Worum es geht -
Wie lange haben die beiden laut dem Textauszug das alte Sofa schon?

Er will das auf keinen Fall so. Vor allem nicht in der Farbe. Eigentlich ist es ihm egal, aber so läuft das nicht. Er schüttelt den Kopf. Sie blättert weiter durch die Stoffproben. Bleibt bei einem Rosé-Ton hängen. Schaut ihn an.
„Nicht dein Ernst!“, sagt er.
Sie legt die Stoffprobe auf das Sofa. Der Verkäufer steht neben ihnen.
„Sie können Ihren Senf ruhig dazugeben!“, sagt er zu ihm.
„Lass´den Mann in Ruhe, der kann nichts für deine schlechte Laune!“, sagt sie und streicht mit ihren Fingern über den Stoff.
„Ich will kein Schweinchenrosa im Wohnzimmer! Los, Mann, sagen Sie was!“
„Rosé ist eine sanfte, beruhigende Farbe“, sagt der Verkäufer.
„Bei mir nicht, mich macht das aggressiv. Sehr sogar!“
„Welche Farbe hättest du denn gern?“, fragt sie.
„Grau, hellgrau vielleicht.“
„So, wie das alte Sofa? Das haben wir jetzt zehn Jahre“, sagt sie.
„Grau passt zu fast allem, ist meist neutral, aber ein bisschen feige“, sagt der Verkäufer.
„Da hast du`s!“, sagt sie.
Er dreht an seinem Ehering am Finger, gleich geht das Fußballspiel los. Zuhause würde er den Fernseher anschalten und es sich auf dem hellgrauen, zugegebenermaßen etwas durchgesessenen Sofa bequem machen. Der Verkäufer hat ihn gerade als Feigling bezeichnet. Diese durchgeballerte Schwulette in dem lila Hemd hat ihn vor seiner Frau bloßgestellt.
„Was haben Sie gesagt?“, fragt er den Mann.

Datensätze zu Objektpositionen
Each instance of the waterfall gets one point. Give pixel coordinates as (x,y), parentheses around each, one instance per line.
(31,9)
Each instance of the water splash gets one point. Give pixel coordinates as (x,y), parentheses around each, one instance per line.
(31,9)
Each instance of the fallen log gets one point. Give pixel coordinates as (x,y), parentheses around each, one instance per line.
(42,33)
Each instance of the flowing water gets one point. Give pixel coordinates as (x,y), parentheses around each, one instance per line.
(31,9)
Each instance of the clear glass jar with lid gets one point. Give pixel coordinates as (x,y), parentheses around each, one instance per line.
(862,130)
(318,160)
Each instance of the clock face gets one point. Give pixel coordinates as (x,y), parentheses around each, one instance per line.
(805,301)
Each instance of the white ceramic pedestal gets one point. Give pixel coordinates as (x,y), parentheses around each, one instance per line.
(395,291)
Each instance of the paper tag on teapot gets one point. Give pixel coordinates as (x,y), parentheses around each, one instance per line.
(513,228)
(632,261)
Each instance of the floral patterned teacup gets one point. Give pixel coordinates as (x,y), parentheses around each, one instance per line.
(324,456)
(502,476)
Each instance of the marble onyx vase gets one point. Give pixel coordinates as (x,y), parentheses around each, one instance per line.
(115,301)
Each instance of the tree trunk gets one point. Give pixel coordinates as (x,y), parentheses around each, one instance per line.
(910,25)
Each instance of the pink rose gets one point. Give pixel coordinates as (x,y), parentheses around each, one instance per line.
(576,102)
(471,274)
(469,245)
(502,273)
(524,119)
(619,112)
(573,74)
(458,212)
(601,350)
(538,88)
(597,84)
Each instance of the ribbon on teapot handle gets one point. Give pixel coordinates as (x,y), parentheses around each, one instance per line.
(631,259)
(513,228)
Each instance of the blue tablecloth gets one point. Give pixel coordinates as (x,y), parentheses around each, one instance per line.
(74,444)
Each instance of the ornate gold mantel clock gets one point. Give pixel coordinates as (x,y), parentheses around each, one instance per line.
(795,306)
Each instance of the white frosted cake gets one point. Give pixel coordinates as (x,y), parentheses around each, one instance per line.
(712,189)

Lösung -
Zehn Jahre.